* _本文_
================

前回は統合失調症のクスリの怖さについてお知らせしました。今回は統合失調症について考えてみたいと思います。
統合失調症の基本的な症状として、妄想、幻覚(幻聴)、思考の解体(支離滅裂)の三つが挙げられます。このような病気を想起させるような言葉を聞かされると、極度の緊張感や恐怖感を抱く状況になった時、誰だって、幻覚や幻聴を経験することはあるでしょう。そして、自分は病気になったしまったと思い込んでしまうのです。
草薙龍瞬氏(僧侶:興道の里代表)は「心が強い人は『不安は妄想』だと知っている」(2015.9.29)の中で、次のように述べています。目を閉じて見えるものが「妄想」。目を開いて見ているものが「現実」です。こう考えると当たり前なのですが、妄想と現実とは、はっきりと違います。「不安」は、妄想の典型です。だから「妄想しない」練習を積んでいけば、不安も徐々に湧かなくなっていきます。

================

* _提供データ_
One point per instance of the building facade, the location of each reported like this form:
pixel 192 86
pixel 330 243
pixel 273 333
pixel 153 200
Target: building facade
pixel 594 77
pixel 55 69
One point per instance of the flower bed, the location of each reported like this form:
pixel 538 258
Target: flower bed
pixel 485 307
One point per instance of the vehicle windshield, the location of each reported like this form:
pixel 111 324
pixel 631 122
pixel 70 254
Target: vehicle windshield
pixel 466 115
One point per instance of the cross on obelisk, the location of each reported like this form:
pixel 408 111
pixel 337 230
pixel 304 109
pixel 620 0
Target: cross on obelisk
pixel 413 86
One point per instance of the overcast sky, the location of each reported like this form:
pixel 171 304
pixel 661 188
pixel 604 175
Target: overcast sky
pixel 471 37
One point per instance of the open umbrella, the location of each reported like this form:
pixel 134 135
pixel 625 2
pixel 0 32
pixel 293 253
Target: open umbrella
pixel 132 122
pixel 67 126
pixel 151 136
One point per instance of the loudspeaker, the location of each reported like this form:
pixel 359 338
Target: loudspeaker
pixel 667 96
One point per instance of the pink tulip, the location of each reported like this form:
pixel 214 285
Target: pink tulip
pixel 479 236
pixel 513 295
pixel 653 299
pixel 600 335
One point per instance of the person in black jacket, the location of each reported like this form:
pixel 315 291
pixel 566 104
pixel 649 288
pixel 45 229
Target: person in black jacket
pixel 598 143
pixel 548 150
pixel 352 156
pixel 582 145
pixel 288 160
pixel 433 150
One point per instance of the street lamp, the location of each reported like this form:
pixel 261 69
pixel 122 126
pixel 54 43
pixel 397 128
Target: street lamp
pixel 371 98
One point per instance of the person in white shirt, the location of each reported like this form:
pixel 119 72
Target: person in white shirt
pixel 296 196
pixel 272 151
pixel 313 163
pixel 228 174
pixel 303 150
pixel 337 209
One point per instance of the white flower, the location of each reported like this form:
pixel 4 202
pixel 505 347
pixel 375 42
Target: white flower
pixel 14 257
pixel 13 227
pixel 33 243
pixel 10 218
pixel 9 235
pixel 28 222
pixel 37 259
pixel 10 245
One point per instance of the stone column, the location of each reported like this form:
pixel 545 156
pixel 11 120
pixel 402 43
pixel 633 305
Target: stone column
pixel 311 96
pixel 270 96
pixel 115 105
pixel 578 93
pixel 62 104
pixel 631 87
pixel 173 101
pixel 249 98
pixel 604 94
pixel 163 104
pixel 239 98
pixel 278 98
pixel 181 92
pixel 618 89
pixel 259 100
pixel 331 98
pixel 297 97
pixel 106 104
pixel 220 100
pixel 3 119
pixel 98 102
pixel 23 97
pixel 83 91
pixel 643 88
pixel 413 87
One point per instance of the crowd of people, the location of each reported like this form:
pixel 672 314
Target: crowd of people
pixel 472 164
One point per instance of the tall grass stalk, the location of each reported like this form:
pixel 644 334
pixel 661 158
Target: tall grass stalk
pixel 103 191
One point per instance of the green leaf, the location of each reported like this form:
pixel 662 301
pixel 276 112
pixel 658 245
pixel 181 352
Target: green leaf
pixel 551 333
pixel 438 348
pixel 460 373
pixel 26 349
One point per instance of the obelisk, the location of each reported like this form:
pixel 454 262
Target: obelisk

================

* _問題の指示_
**A)** 本文のうち、「前回は統合失調症のクスリの怖」を含む語句で始まり「々に湧かなくなっていきます。」で終わる部分を、一字も変えずに書き写せ。
**B)** 本文について、次の問いに答えよ。
(i) 統合失調症の基本的な症状として挙げられている三つは何か。
(ii) 草薙龍瞬氏の言葉では、目を開いて見ているものは何と呼ばれているか。
(iii) 同じ言葉の中で、妄想の典型とされているものは何か。
答えは本文だけに基づいて書くこと。

* _各問の解答_
**A)**
前回は統合失調症のクスリの怖さについてお知らせしました。今回は統合失調症について考えてみたいと思います。
統合失調症の基本的な症状として、妄想、幻覚(幻聴)、思考の解体(支離滅裂)の三つが挙げられます。このような病気を想起させるような言葉を聞かされると、極度の緊張感や恐怖感を抱く状況になった時、誰だって、幻覚や幻聴を経験することはあるでしょう。そして、自分は病気になったしまったと思い込んでしまうのです。
草薙龍瞬氏(僧侶:興道の里代表)は「心が強い人は『不安は妄想』だと知っている」(2015.9.29)の中で、次のように述べています。目を閉じて見えるものが「妄想」。目を開いて見ているものが「現実」です。こう考えると当たり前なのですが、妄想と現実とは、はっきりと違います。「不安」は、妄想の典型です。だから「妄想しない」練習を積んでいけば、不安も徐々に湧かなくなっていきます。

**B)**
(i) 妄想、幻覚(幻聴)、思考の解体(支離滅裂)
(ii) 現実
(iii) 不安